** Start Entries supplied **
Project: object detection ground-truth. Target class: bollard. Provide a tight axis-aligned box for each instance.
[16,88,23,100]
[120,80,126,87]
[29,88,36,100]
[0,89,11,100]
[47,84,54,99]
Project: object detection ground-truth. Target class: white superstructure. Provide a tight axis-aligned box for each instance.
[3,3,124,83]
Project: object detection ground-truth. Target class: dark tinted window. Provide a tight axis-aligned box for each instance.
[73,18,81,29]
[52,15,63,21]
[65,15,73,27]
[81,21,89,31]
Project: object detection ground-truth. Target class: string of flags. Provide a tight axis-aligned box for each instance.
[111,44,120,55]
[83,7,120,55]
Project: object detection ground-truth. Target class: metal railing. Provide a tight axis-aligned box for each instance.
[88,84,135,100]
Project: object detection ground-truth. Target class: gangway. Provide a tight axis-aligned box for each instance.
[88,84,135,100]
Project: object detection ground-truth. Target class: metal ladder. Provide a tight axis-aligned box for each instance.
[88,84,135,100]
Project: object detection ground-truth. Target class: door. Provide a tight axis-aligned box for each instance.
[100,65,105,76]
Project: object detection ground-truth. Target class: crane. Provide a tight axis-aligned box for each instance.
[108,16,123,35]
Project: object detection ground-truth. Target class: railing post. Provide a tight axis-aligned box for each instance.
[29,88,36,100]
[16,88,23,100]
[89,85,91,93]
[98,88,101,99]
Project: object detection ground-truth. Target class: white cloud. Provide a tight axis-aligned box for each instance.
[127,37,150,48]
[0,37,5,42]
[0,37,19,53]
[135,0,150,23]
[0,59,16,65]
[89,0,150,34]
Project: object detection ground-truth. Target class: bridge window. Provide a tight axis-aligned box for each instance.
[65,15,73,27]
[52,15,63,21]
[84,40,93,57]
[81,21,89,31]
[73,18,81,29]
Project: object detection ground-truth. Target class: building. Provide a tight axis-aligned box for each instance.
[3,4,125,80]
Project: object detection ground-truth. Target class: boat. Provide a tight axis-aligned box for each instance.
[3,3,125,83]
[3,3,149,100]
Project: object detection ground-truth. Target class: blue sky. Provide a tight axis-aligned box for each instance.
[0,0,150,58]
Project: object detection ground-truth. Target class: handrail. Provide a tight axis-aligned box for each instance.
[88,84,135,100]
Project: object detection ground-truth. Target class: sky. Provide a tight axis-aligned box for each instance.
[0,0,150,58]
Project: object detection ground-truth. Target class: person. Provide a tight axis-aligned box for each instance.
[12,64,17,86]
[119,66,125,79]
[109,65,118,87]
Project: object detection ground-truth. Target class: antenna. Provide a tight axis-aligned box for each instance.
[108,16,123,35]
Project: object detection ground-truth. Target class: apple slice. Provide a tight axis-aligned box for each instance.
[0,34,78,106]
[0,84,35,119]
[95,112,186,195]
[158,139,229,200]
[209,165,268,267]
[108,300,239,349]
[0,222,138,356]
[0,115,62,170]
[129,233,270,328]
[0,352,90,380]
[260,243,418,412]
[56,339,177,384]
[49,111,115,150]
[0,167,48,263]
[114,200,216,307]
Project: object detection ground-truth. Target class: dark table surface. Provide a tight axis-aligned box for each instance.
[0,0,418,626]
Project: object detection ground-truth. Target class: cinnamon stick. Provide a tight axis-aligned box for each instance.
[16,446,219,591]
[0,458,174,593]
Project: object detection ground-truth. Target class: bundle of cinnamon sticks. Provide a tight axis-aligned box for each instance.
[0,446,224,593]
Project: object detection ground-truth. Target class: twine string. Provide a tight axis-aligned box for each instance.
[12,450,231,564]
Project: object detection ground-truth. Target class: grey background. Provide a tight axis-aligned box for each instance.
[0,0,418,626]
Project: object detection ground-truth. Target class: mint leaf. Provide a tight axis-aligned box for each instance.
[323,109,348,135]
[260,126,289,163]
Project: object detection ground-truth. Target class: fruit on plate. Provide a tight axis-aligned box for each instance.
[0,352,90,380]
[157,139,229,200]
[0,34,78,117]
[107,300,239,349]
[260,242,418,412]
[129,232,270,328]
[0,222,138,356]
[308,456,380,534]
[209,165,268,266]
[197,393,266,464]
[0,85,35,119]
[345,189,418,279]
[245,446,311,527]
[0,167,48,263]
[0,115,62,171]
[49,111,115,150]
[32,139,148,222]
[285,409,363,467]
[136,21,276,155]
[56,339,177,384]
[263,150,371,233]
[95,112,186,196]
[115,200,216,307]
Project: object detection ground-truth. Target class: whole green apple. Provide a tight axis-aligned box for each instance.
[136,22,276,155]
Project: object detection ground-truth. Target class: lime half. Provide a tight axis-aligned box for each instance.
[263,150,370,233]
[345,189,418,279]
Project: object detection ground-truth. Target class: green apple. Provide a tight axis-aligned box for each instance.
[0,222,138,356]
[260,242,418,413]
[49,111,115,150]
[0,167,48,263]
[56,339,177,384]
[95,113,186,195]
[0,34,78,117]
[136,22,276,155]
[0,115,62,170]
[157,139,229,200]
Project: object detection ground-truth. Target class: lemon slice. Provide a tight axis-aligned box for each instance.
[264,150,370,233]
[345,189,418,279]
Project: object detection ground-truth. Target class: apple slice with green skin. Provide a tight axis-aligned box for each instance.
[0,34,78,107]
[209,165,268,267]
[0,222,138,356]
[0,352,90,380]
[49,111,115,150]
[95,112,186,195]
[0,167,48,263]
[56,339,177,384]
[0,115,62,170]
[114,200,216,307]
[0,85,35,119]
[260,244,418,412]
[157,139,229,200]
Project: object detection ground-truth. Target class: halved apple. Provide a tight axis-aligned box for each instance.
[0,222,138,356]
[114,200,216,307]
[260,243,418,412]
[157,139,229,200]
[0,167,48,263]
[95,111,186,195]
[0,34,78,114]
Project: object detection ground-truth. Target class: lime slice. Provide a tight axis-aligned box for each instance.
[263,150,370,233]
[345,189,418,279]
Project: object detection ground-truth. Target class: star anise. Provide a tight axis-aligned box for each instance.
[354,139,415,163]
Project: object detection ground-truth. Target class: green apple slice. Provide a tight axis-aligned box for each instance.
** End Entries supplied **
**The request:** Your task is to output all of the data above word for word.

**The answer:**
Project: object detection ground-truth. Target class: bollard. Provide a tight axis-aligned box for each instance.
[16,88,23,100]
[120,80,126,87]
[29,88,36,100]
[0,89,11,100]
[47,84,54,99]
Project: object detection ground-truth. Target class: white superstructure. Provide a tight axis-aligned box for each instance.
[3,3,124,83]
Project: object detection ground-truth. Target class: dark tinted window. Provide a tight axis-aligned box for each instance.
[73,18,81,29]
[52,15,63,21]
[65,15,73,27]
[81,21,89,31]
Project: object detection ground-truth. Target class: string of flags. Provide a tight axis-aligned box for each instance.
[111,44,120,55]
[83,7,120,55]
Project: object detection ground-truth. Target class: metal railing. Provide a tight axis-aligned box for each instance.
[88,84,135,100]
Project: object detection ground-truth. Target class: gangway. Provide a tight axis-aligned box for each instance.
[88,84,135,100]
Project: object detection ground-truth. Target class: metal ladder. Provide a tight axis-aligned box for each instance.
[88,84,135,100]
Project: object detection ground-truth. Target class: door. Provide a tight axis-aligned box for each instance.
[100,65,105,76]
Project: object detection ground-truth. Target class: crane. Provide a tight axis-aligned box for each instance.
[108,16,123,35]
Project: object detection ground-truth. Target class: railing post. Provide a tight axis-aligned box for each instance.
[29,88,36,100]
[16,88,23,100]
[89,85,91,93]
[98,88,101,99]
Project: object detection ground-truth. Target class: white cloud. Provide a tight axis-aligned box for each instance.
[127,37,150,48]
[0,37,5,42]
[0,37,19,53]
[135,0,150,23]
[0,59,16,65]
[89,0,150,34]
Project: object detection ground-truth. Target class: bridge window. Provide a tight axis-aligned box for each instance.
[65,15,73,27]
[52,15,63,21]
[84,40,93,57]
[81,21,89,31]
[73,18,81,29]
Project: object detection ground-truth. Target class: building. Provide a tight axis-aligned box for each instance.
[3,4,125,80]
Project: object detection ground-truth. Target class: boat. Provide a tight axis-aligned box for each instance.
[3,3,125,83]
[3,3,149,100]
Project: object detection ground-truth. Target class: blue sky. Provide a tight axis-aligned box for each instance.
[0,0,150,58]
Project: object detection ground-truth. Target class: handrail. Provide a tight axis-aligned box for each instance.
[88,84,135,100]
Project: object detection ground-truth. Target class: sky. Provide a tight axis-aligned box for each instance.
[0,0,150,58]
Project: object detection ground-truth. Target class: person. Provide a tight axis-aligned box for each instance.
[12,64,17,86]
[119,66,125,79]
[109,65,118,87]
Project: object detection ground-truth. Target class: antenna. Provide a tight axis-aligned box for each instance.
[108,16,123,35]
Project: object detection ground-truth. Target class: apple slice. Provide a tight axis-aligned box for each instance.
[0,34,78,106]
[0,84,35,119]
[95,112,186,195]
[158,139,229,200]
[209,165,268,267]
[108,300,239,349]
[0,222,138,356]
[0,115,62,170]
[129,233,270,328]
[0,352,90,380]
[260,243,418,412]
[56,339,177,384]
[49,111,115,150]
[0,167,48,263]
[114,200,216,307]
Project: object detection ground-truth. Target class: dark table surface. Provide a tight axis-aligned box for each instance.
[0,0,418,626]
Project: object detection ground-truth. Target class: cinnamon stick. Provide a tight axis-aligned box for each instance.
[16,446,219,591]
[0,458,174,593]
Project: object detection ground-truth. Target class: bundle of cinnamon sticks. Provide a tight axis-aligned box for each instance.
[0,446,224,593]
Project: object detection ground-truth. Target class: twine string. Provide a tight axis-aligned box for each instance.
[12,450,231,564]
Project: object detection ground-truth. Target class: grey background. Provide a tight axis-aligned box for each instance.
[0,0,418,626]
Project: object detection ground-truth. Target class: mint leaf. Provide a tight axis-aligned box for each instance.
[323,109,348,135]
[260,126,289,163]
Project: object detection ground-truth. Target class: fruit on plate. Provide a tight axis-aligned box for each instance.
[0,352,90,380]
[157,139,229,200]
[0,34,78,117]
[107,300,239,349]
[260,242,418,412]
[129,232,270,328]
[0,222,138,356]
[308,456,380,534]
[209,165,268,266]
[197,393,266,464]
[0,85,35,119]
[345,189,418,279]
[245,446,311,527]
[0,167,48,263]
[0,115,62,171]
[49,111,115,150]
[32,139,148,222]
[285,409,363,467]
[136,21,276,155]
[56,339,177,384]
[263,150,371,233]
[95,112,186,196]
[115,200,216,307]
Project: object detection ground-truth. Target class: whole green apple. Provide a tight axis-aligned box for each instance.
[136,22,276,155]
Project: object detection ground-truth. Target class: lime half. Provide a tight axis-aligned box for each instance.
[263,150,370,233]
[345,189,418,279]
Project: object detection ground-truth. Target class: green apple. Provide a tight axis-aligned box for each instance.
[0,222,138,356]
[260,242,418,413]
[49,111,115,150]
[0,167,48,263]
[56,339,177,384]
[95,113,186,195]
[0,34,78,117]
[136,22,276,155]
[0,115,62,170]
[157,139,229,200]
Project: object detection ground-truth. Target class: lemon slice. Provide a tight axis-aligned box for each instance.
[264,150,370,233]
[345,189,418,279]
Project: object detection ground-truth. Target class: apple slice with green skin. Provide a tight axis-aligned box for each instance.
[0,34,78,107]
[209,165,268,267]
[0,222,138,356]
[0,352,90,380]
[49,111,115,150]
[95,112,186,195]
[0,167,48,263]
[56,339,177,384]
[0,115,62,170]
[114,200,216,307]
[0,85,35,119]
[260,244,418,412]
[157,139,229,200]
Project: object detection ground-truth. Target class: halved apple. Provide a tight axis-aligned box for each instance.
[0,222,138,356]
[114,200,216,307]
[260,243,418,412]
[157,139,229,200]
[0,167,48,263]
[95,111,186,195]
[0,34,78,114]
Project: object detection ground-truth. Target class: lime slice. Provide a tight axis-aligned box for each instance.
[263,150,370,233]
[345,189,418,279]
Project: object detection ground-truth. Target class: star anise. Provide a tight axis-aligned box for each instance.
[354,139,415,163]
Project: object detection ground-truth. Target class: green apple slice. Provide a tight axis-aligned box for each instance.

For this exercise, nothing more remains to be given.